:: Given records ::
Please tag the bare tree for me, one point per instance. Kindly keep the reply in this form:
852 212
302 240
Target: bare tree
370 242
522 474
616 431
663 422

:: Directions ::
What you return should match the entries above exactly.

:: Solution ::
Please tag the bare tree for me, one point per instance. Kindly keep the reply in this form:
852 212
302 240
Target: bare tree
370 242
522 474
616 431
663 422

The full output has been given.